---------- Records for processing ----------

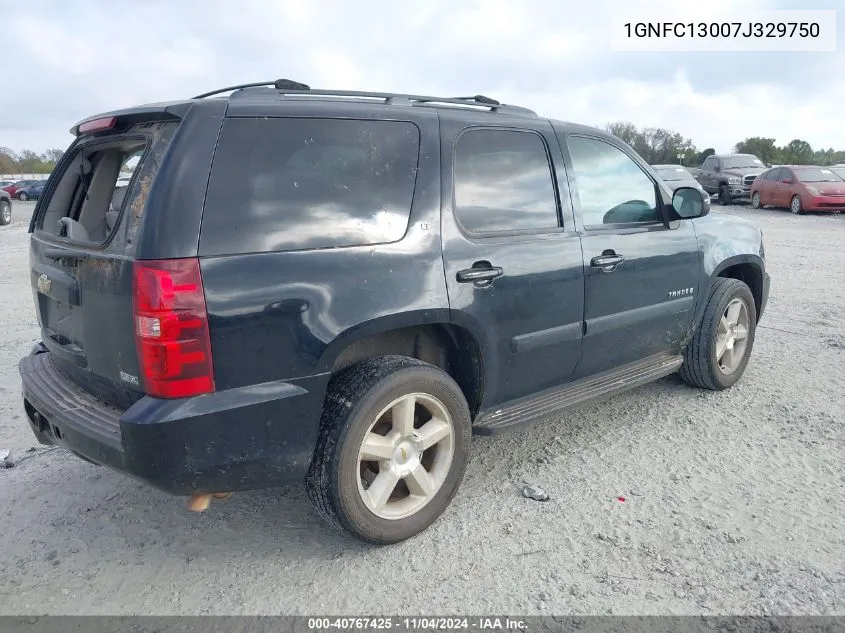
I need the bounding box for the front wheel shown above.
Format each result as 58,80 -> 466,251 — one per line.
306,356 -> 471,543
678,277 -> 757,391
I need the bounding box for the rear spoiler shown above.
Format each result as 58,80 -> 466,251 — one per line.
70,101 -> 193,136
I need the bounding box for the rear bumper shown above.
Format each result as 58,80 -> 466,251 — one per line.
801,196 -> 845,213
19,347 -> 328,495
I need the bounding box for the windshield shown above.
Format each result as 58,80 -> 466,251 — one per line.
722,154 -> 765,169
654,167 -> 693,180
794,167 -> 842,182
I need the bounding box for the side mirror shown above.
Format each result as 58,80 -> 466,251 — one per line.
672,187 -> 710,220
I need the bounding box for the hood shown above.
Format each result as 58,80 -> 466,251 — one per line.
722,167 -> 769,177
664,180 -> 704,191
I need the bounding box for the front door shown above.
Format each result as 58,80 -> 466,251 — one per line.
769,167 -> 789,207
565,134 -> 701,377
441,115 -> 584,409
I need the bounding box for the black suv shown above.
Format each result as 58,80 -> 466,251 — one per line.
20,80 -> 769,543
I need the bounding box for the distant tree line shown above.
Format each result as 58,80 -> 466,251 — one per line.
0,126 -> 845,174
0,147 -> 64,174
605,121 -> 845,167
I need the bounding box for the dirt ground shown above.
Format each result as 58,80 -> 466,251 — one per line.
0,204 -> 845,616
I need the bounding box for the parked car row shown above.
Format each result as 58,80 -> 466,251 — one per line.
652,154 -> 845,215
751,165 -> 845,215
0,180 -> 47,201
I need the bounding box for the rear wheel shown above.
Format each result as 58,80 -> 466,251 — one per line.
306,356 -> 471,543
678,277 -> 757,391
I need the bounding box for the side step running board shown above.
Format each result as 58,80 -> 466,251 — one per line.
473,354 -> 684,435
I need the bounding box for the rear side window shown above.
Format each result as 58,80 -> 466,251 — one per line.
200,118 -> 420,255
455,129 -> 559,233
33,122 -> 177,252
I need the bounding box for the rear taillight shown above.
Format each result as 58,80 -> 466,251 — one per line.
133,258 -> 214,398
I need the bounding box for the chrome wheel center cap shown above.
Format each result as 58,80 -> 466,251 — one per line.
390,437 -> 422,476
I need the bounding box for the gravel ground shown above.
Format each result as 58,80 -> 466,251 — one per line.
0,204 -> 845,615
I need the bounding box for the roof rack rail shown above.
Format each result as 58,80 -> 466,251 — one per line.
194,79 -> 537,115
192,79 -> 311,99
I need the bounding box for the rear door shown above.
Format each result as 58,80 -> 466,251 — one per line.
30,122 -> 177,407
441,115 -> 584,408
754,167 -> 780,204
563,133 -> 700,377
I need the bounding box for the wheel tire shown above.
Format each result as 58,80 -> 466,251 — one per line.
678,277 -> 757,391
306,356 -> 472,544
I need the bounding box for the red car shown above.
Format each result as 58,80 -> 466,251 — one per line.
751,165 -> 845,215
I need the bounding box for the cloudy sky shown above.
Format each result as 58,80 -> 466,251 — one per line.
0,0 -> 845,152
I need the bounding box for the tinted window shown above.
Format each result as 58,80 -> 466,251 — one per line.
455,130 -> 559,233
568,136 -> 660,226
201,118 -> 419,255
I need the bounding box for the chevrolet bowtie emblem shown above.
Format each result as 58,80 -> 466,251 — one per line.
38,275 -> 53,295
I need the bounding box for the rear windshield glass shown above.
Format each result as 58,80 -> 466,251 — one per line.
33,123 -> 176,249
200,118 -> 419,255
794,167 -> 842,182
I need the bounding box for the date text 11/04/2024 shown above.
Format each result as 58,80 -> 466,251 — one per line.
624,22 -> 821,38
308,616 -> 526,631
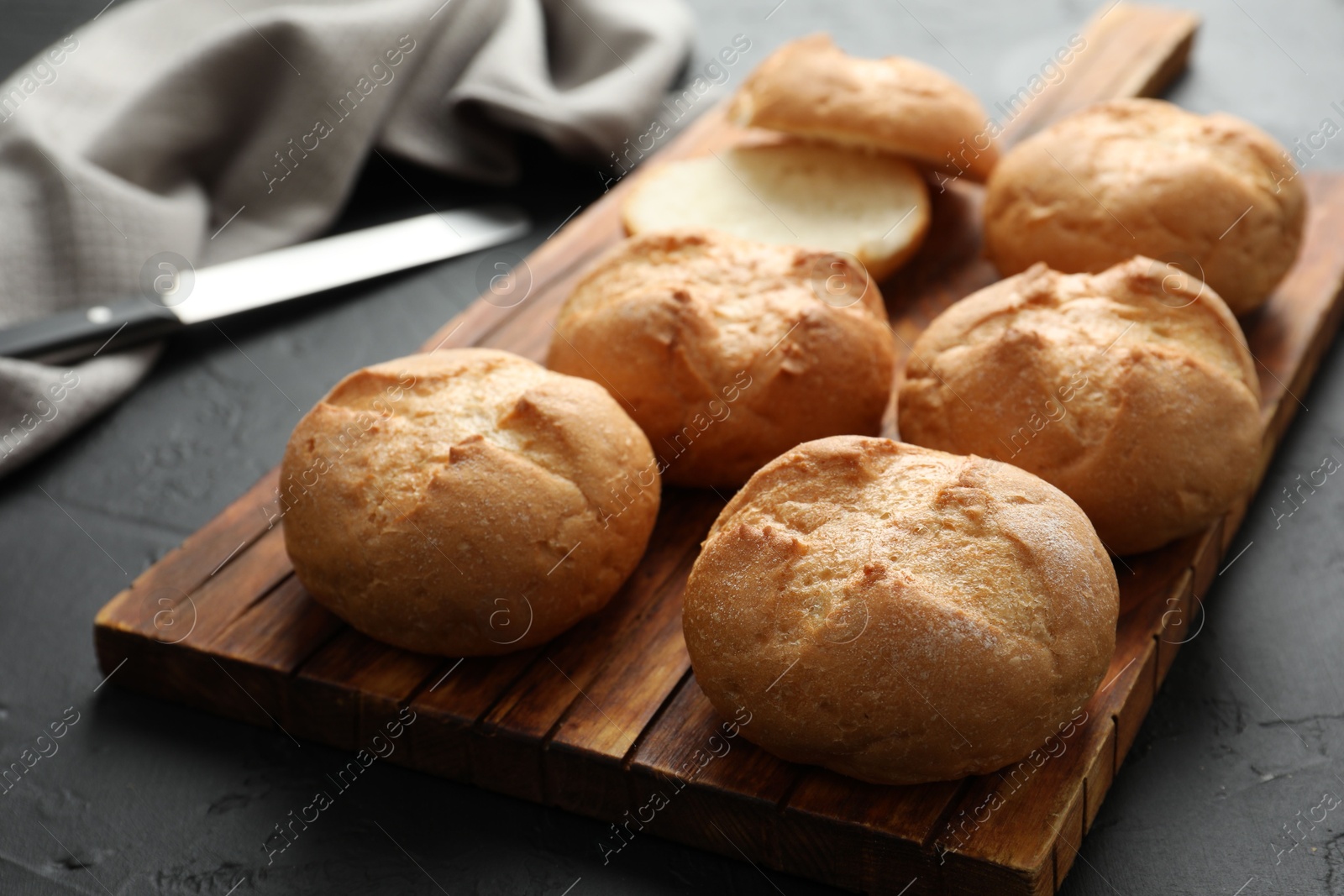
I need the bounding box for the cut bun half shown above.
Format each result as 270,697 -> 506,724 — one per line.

----------

Reproduce all of the entries above word for word, line by line, omitting the pictures.

I need the bounding box for the front wheel shown above.
Format each result as 58,80 -> 466,251 — one per line.
306,356 -> 471,543
678,277 -> 757,391
I need the bounding box for the rear spoiler shown above.
Format each result as 58,80 -> 466,251 — one per line.
70,101 -> 193,136
I need the bounding box for the rear bumper shown above.
Format each result as 58,80 -> 466,251 — one per line.
801,196 -> 845,213
19,347 -> 328,495
I need the bounding box for the windshield shown above.
Format each result as 58,80 -> 466,251 — one per line.
722,154 -> 765,169
654,167 -> 693,180
794,167 -> 842,182
I need the bounding box for the side mirror shown above.
Format each result as 58,80 -> 466,251 — one per line.
672,187 -> 710,220
I need the bounding box for the hood shown above.
Format each result as 58,80 -> 466,251 — one per line.
722,167 -> 769,177
664,180 -> 704,191
I need the bounding box for the front door shown above.
Format each result as 58,80 -> 466,251 — one per line.
769,167 -> 789,207
565,134 -> 701,377
441,115 -> 584,409
I need the bounding box for the black suv shown above.
Format each result as 58,80 -> 466,251 — one per line.
20,80 -> 769,543
I need the bounding box for the distant tree line shown above.
Format each result as 58,80 -> 466,251 — one per line.
0,126 -> 845,174
0,147 -> 64,174
605,121 -> 845,167
I need the bounding box for the dirt ground shown above.
Format each result as 58,80 -> 466,251 — one per line.
0,204 -> 845,616
I need the bounding box for the parked car row shown above.
Format each result as 58,80 -> 466,251 — one per line.
652,154 -> 845,215
751,165 -> 845,215
0,180 -> 47,201
I need the bounding box for the rear wheel shown above.
Format each result as 58,80 -> 466,251 — one per line.
306,356 -> 471,543
678,277 -> 757,391
I need the bounding box for the side step running board shown above.
Format each result as 58,80 -> 466,251 — one per line.
473,354 -> 684,435
I need the bounding box for the rear side window shown above.
Format each result as 58,80 -> 466,251 — one per line.
200,118 -> 420,255
455,129 -> 559,233
33,122 -> 177,252
I need the bounding box for the rear taillight shown above.
Format each result as 58,80 -> 466,251 — one per line.
133,258 -> 214,398
I need the bounding box for the chrome wheel center cap shown above.
Format each result as 58,80 -> 466,251 — one per line.
390,437 -> 422,476
I need the bounding box for the gravel ground shown above.
Format each result as 58,80 -> 466,251 — one per line.
0,204 -> 845,615
I need the bounding box for the roof rack rail shown above.
Format each result as 58,80 -> 466,251 — one per line.
194,79 -> 537,115
192,79 -> 311,99
I need the bounding box for the rear door shown above.
Format each result as 58,80 -> 466,251 — one per line.
30,122 -> 177,407
441,115 -> 584,408
754,167 -> 780,204
563,133 -> 700,377
I need the bounding box for the wheel tire shown above.
Format each result as 58,80 -> 466,251 — one per line.
678,277 -> 757,391
306,356 -> 472,544
I need the bounding box for the red car shown above.
Format each result as 58,80 -> 466,251 — one per line.
751,165 -> 845,215
I need the bounding box for the cloudy sky shown above.
Format each result as 58,80 -> 466,251 — one per line.
0,0 -> 845,152
I need the bounding box for the tinted window shown above.
Format each result as 58,80 -> 466,251 — one per line.
455,130 -> 559,233
568,136 -> 660,226
201,118 -> 419,255
I need the bounding box for the chevrolet bowtie emblem shown above.
Format each result as 58,80 -> 466,251 — one per line.
38,275 -> 53,295
I need the bounding box for the rear windshield glass shown above.
Format each result as 58,80 -> 466,251 — one per line.
33,123 -> 176,249
200,118 -> 419,255
794,167 -> 842,182
I need the bounding box for the date text 11/04/2024 shown above.
Format each result as 58,80 -> 466,251 — one per line.
624,22 -> 821,38
308,616 -> 526,631
I need the bounding box for the cut bun half shown above.
Format each result as 270,697 -> 506,724 — one per line.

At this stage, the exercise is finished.